> [Consignes]:
(a) Répondez aux questions suivantes à partir du texte sur les accidents et maladies professionnels.
(i) D'après le titre, que sont les accidents et maladies professionnels pour les employeurs ?
(ii) Qui s'attaque à la notion d'accident du travail et de maladie professionnelle ?
(iii) Dans quel cas la liste des préjudices à réparer s'allonge-t-elle ?
(b) Recopiez, s'il vous plaît, le passage du texte sur les accidents et maladies professionnels qui va de « Accidents et maladies professionnels : une » à « l’employeur, s’allonge. Explication. ».
(c) Poursuivez le texte sur les accidents et maladies professionnels après sa dernière phrase.

> [Extrait du document]:

Accidents et maladies

Accidents et maladies professionnels : une nouvelle épée de Damoclès pour les employeurs

Faute pour le législateur d’avoir pris ses responsabilités, la jurisprudence n’hésite pas à s’attaquer à la notion d’accident du travail et de maladie professionnelle. Avec des conséquences importantes pour les entreprises. La liste des préjudices à réparer, en cas de faute inexcusable de l’employeur, s’allonge. Explication.

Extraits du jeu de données
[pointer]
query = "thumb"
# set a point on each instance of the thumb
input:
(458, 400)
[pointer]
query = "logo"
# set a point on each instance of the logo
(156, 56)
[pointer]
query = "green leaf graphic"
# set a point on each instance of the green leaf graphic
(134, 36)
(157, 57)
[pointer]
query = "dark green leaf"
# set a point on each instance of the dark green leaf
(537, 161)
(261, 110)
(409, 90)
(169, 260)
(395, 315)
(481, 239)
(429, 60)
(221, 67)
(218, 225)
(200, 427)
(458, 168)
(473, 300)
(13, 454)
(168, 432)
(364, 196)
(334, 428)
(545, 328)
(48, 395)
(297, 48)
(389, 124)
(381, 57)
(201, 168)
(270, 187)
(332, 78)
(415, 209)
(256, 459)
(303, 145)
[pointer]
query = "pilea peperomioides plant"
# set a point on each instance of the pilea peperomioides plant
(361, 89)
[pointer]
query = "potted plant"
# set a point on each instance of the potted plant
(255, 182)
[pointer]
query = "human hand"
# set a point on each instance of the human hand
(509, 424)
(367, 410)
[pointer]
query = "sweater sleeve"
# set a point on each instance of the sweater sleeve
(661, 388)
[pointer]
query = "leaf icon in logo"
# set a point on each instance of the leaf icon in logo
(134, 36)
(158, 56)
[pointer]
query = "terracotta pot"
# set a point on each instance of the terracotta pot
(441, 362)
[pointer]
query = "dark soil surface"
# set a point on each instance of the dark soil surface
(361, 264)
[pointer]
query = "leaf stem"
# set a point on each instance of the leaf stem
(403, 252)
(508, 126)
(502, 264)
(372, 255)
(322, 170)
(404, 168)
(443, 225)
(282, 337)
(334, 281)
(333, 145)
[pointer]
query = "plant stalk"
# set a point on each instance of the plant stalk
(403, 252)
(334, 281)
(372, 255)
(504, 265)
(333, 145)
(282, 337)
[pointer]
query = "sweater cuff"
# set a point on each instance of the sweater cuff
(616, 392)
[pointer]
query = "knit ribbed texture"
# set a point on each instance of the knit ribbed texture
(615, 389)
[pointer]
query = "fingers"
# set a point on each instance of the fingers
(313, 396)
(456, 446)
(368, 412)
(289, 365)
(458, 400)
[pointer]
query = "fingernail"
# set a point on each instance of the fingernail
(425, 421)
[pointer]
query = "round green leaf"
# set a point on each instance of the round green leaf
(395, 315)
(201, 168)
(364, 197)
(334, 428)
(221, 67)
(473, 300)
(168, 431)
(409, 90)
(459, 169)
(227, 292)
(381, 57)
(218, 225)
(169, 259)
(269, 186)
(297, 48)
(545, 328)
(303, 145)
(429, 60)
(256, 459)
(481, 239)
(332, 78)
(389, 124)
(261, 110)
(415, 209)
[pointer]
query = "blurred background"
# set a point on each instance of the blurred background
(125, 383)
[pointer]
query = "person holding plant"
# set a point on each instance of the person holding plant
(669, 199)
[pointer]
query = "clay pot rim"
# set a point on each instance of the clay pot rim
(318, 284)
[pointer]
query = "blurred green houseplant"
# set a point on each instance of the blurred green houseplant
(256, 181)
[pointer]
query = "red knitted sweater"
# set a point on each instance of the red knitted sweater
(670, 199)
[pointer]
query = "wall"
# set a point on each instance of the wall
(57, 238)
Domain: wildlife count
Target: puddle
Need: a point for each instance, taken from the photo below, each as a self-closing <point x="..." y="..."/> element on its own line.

> [Réponses]:
(a)
(i) Une nouvelle épée de Damoclès.
(ii) La jurisprudence.
(iii) En cas de faute inexcusable de l'employeur.

(b)
Accidents et maladies professionnels : une nouvelle épée de Damoclès pour les employeurs

Faute pour le législateur d’avoir pris ses responsabilités, la jurisprudence n’hésite pas à s’attaquer à la notion d’accident du travail et de maladie professionnelle. Avec des conséquences importantes pour les entreprises. La liste des préjudices à réparer, en cas de faute inexcusable de l’employeur, s’allonge. Explication.

(c)
Une définition légale

L’article L 411-1 du Code de la sécurité sociale définit comme accident du travail, « quelle qu’en soit la cause, l’accident survenu, par le fait ou à l’occasion du travail, à toute personne salariée ou travaillant, à quelque titre ou en quelque lieu que ce soit, pour un ou plusieurs employeurs ou chefs d’entreprise ». Le moins que l’on puisse dire, c’est que cette définition très large a laissé à la Cour de cassation une importante latitude d’interprétation. Un seul argument suffit à étayer cette affirmation : alors qu’auparavant la Chambre sociale faisait la différence entre les accidents survenus pendant la mission et ceux y étant étrangers, dans un arrêt du 19 juillet 2001, elle a décidé que tout accident, qui trouvait sa source dans la mission, devait être considéré comme un accident du travail ; peu importe qu’il survienne à l’occasion d’un acte professionnel ou d’un acte de la vie courante.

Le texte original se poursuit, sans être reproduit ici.